*About this exercise*: Every line below containing the word "white" should be found and copied.

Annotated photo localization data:
----
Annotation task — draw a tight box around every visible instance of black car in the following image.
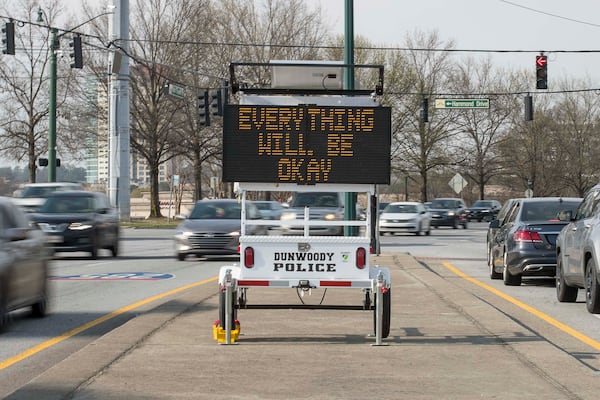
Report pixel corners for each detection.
[488,197,582,286]
[30,191,120,259]
[428,198,468,229]
[0,197,50,331]
[465,199,502,222]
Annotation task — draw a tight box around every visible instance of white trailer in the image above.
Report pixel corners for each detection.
[215,61,391,343]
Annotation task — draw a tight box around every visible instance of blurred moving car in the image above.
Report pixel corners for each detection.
[379,202,431,236]
[0,197,50,331]
[465,199,502,222]
[428,198,468,229]
[174,199,267,261]
[29,191,120,259]
[556,184,600,313]
[254,201,286,222]
[279,192,346,236]
[488,197,581,286]
[12,182,83,213]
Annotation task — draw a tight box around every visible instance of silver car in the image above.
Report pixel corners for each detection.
[0,197,50,331]
[379,201,431,236]
[174,199,267,261]
[556,184,600,313]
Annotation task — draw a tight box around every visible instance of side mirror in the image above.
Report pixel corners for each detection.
[489,219,501,229]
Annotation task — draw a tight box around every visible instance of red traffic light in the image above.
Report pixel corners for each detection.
[536,55,547,67]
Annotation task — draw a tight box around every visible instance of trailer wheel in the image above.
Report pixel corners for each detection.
[218,289,237,327]
[373,288,391,338]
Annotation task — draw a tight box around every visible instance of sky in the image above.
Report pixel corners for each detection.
[315,0,600,88]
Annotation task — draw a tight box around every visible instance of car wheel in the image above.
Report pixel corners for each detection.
[415,223,421,236]
[489,248,501,280]
[556,256,578,302]
[177,253,186,261]
[109,240,119,258]
[425,227,431,236]
[31,292,48,318]
[0,282,9,332]
[585,258,600,313]
[502,250,521,286]
[462,221,468,229]
[90,234,99,259]
[373,288,391,339]
[452,218,458,229]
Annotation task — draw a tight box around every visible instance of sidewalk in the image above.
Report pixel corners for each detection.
[7,254,600,399]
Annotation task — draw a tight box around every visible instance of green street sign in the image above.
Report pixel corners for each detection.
[168,84,185,99]
[434,99,489,109]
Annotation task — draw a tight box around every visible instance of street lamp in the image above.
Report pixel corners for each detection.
[36,8,113,182]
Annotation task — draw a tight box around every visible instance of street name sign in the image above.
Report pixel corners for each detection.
[435,99,489,109]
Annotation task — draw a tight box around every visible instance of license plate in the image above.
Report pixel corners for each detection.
[47,235,63,243]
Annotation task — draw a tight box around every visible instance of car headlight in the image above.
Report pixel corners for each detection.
[229,231,241,236]
[175,229,193,238]
[68,222,94,231]
[447,211,455,216]
[281,212,297,221]
[324,213,341,221]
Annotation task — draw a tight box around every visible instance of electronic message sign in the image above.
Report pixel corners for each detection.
[222,105,391,184]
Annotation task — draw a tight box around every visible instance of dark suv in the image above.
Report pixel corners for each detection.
[429,198,468,229]
[465,199,502,222]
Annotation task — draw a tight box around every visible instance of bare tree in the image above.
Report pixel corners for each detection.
[0,0,80,182]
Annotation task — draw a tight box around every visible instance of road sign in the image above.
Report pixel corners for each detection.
[449,173,468,194]
[168,83,185,99]
[435,99,489,109]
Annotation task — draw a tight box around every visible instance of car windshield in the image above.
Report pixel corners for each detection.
[40,196,94,213]
[430,200,457,209]
[291,193,339,208]
[255,203,272,211]
[521,200,580,222]
[471,200,492,208]
[20,186,60,198]
[384,204,417,213]
[189,202,242,220]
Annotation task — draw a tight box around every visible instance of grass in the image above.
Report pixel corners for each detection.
[120,217,180,229]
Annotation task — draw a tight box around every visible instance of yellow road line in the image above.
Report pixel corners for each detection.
[442,262,600,351]
[0,276,218,371]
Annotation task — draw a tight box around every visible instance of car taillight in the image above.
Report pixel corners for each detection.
[244,247,254,268]
[513,230,543,243]
[356,247,366,269]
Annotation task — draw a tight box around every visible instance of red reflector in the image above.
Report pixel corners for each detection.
[513,230,542,243]
[320,281,352,287]
[244,247,254,268]
[356,247,366,269]
[237,280,269,287]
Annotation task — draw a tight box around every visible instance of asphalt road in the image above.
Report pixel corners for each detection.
[3,224,600,398]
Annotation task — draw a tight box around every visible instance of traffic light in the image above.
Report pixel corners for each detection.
[2,21,15,55]
[210,90,222,116]
[198,90,210,126]
[524,95,533,121]
[69,35,83,69]
[535,55,547,90]
[420,98,429,122]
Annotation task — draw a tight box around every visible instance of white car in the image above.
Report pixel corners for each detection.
[379,201,431,236]
[12,182,83,213]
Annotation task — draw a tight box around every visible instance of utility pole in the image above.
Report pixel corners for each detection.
[48,28,58,182]
[344,0,357,236]
[108,0,131,221]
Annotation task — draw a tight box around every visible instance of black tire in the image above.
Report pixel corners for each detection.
[176,253,186,261]
[218,289,237,327]
[425,228,431,236]
[373,288,391,339]
[90,234,98,259]
[31,293,48,318]
[502,250,521,286]
[556,256,578,302]
[452,218,458,229]
[415,223,421,236]
[0,280,9,332]
[585,258,600,313]
[488,248,501,280]
[109,240,119,258]
[462,221,468,229]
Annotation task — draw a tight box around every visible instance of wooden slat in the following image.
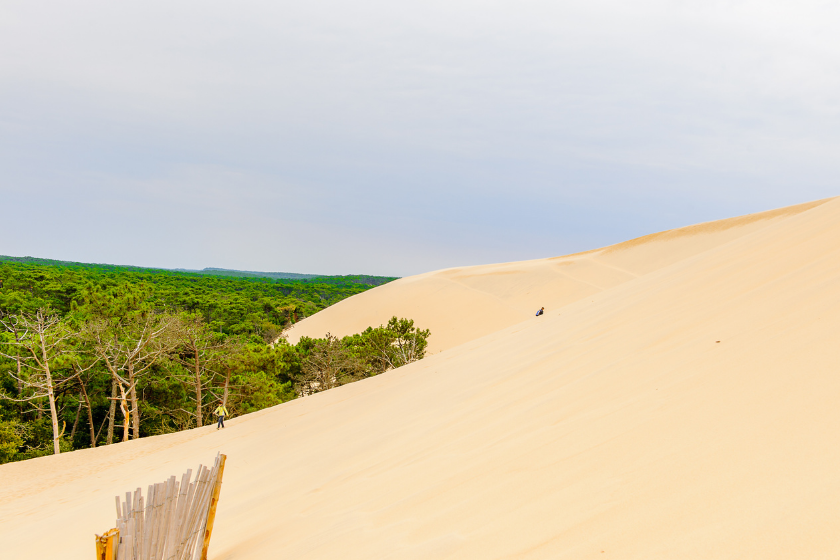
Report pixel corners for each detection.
[175,478,198,560]
[137,492,145,560]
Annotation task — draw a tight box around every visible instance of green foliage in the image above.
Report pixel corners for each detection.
[228,373,295,415]
[344,317,431,374]
[296,334,364,395]
[298,317,431,395]
[0,418,26,463]
[0,414,72,463]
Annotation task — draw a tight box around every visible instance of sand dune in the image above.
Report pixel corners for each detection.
[2,196,840,559]
[286,198,828,353]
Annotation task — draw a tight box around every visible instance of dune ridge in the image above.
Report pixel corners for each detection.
[286,197,832,353]
[2,196,840,559]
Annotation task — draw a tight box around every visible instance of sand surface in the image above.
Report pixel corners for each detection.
[2,196,840,559]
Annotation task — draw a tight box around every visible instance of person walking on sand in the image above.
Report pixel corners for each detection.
[536,307,544,316]
[214,402,229,430]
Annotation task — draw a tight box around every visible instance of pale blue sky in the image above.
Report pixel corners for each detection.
[2,0,839,276]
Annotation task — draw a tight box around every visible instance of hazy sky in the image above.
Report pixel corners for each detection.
[2,1,839,276]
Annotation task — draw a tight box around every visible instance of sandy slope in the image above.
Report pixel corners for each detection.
[286,198,828,353]
[3,196,840,559]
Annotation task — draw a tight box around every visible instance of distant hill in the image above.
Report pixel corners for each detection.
[173,267,322,280]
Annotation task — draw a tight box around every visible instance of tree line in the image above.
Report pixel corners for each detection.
[0,257,396,341]
[0,261,428,464]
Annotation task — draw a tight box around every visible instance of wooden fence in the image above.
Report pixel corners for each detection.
[95,453,226,560]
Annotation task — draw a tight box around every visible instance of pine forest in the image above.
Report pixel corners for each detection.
----
*Task solution*:
Annotation task — draw a tight box around every visible instance of white trailer in the image above.
Annotation task — draw a tight box around every visible instance of white car in the image above.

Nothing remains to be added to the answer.